[本文抜粋]
関節リウマチの早期診断、生物学的製剤などの新規薬剤の登場、寛解を目標とした治療戦略によって関節リウマチ患者の予後は大きく改善しています。
一方、今でも難治症例が存在することも事実です。
難治化に関与する因子として自己抗体陽性・高疾患活動性・骨びらんの存在などと並んで「治療開始の遅れ」が指摘されています。
早期の正しい診断がとても重要ですが関節リウマチと鑑別すべき疾患は多数存在します。
リウマチ膠原病内科では、関節エコーを利用することで早期の正しい診断を行っています。

エコーで観察される病態

治療について

関節リウマチの分類基準を来す前の段階で治療介入を行うことで一部の症例では関節リウマチの発症を予防できることが報告されています。
当科では高リスクの早期症例を積極的に治療することで、関節リウマチ患者の発症予防・難治化予防を実践しています。

寛解を目指したRA治療

注意点・フォローの仕方

関節リウマチとの鑑別が必要な膠原病症例では、ステロイドや一部の抗リウマチ薬の投与を避けるべき症例が存在します。
[/本文抜粋]
[資料]
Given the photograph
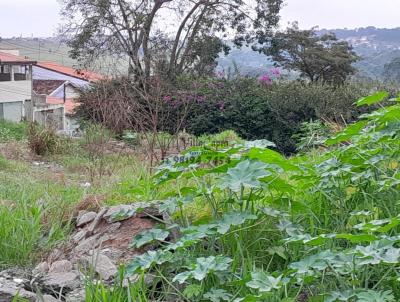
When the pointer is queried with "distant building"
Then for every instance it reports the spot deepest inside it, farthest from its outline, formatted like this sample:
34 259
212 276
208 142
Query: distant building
43 92
15 85
60 85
[/資料]
学習課題:
1. 関節リウマチの診療に関する本文について、次の(a)〜(c)が本文の内容と合っているかを「はい」か「いいえ」で答えなさい。判断の根拠となる本文の語句をそのまま引用すること。
(a) 関節リウマチの難治化に関与する因子として、「治療開始の遅れ」が指摘されている。
(b) 関節リウマチと鑑別すべき疾患は、ごく少数に限られている。
(c) 早期に治療介入を行うと、すべての症例で関節リウマチの発症を予防できると報告されている。
2. 関節リウマチの診療に関する本文の最後の文に続けて、文章を書き進めなさい。

解答例:
1.
(a) はい。「難治化に関与する因子として自己抗体陽性・高疾患活動性・骨びらんの存在などと並んで「治療開始の遅れ」が指摘されています」
(b) いいえ。「関節リウマチと鑑別すべき疾患は多数存在します」
(c) いいえ。「一部の症例では関節リウマチの発症を予防できることが報告されています」

2.
診断に確信が持てない症例、間質性肺炎などの合併症のある症例も適切な診断と個々の症例に最適な薬剤を選択することで治療可能です。
関節リウマチについては、朝日新聞出版AERA連載企画「名医に聞く 病気の予防と治し方・関節リウマチ」もご参照ください。

患者さんを紹介する際の必要な情報や基準について

関節の痛みがあり関節リウマチやその他の膠原病が少しでも疑われれば、遠慮なくリウマチ膠原病内科までご紹介ください。
従来の治療で効果が不十分な症例、経済的な理由で生物学的製剤の投与が難しい症例なども歓迎いたします。

逆紹介後のフォローアップで気を付けて欲しいこと

治療により寛解が維持できれば紹介元へ逆紹介させていただきます。
症状の再燃が見られれば、また改めてご紹介ください。

診療科からのメッセージ

関節リウマチを難治化させないために、病診連携の推進を進めたいと考えています。
早期の正しい診断と寛解導入が患者さんのその後の運命を決定します。
一人でも多くの患者さんのご紹介をお願いします。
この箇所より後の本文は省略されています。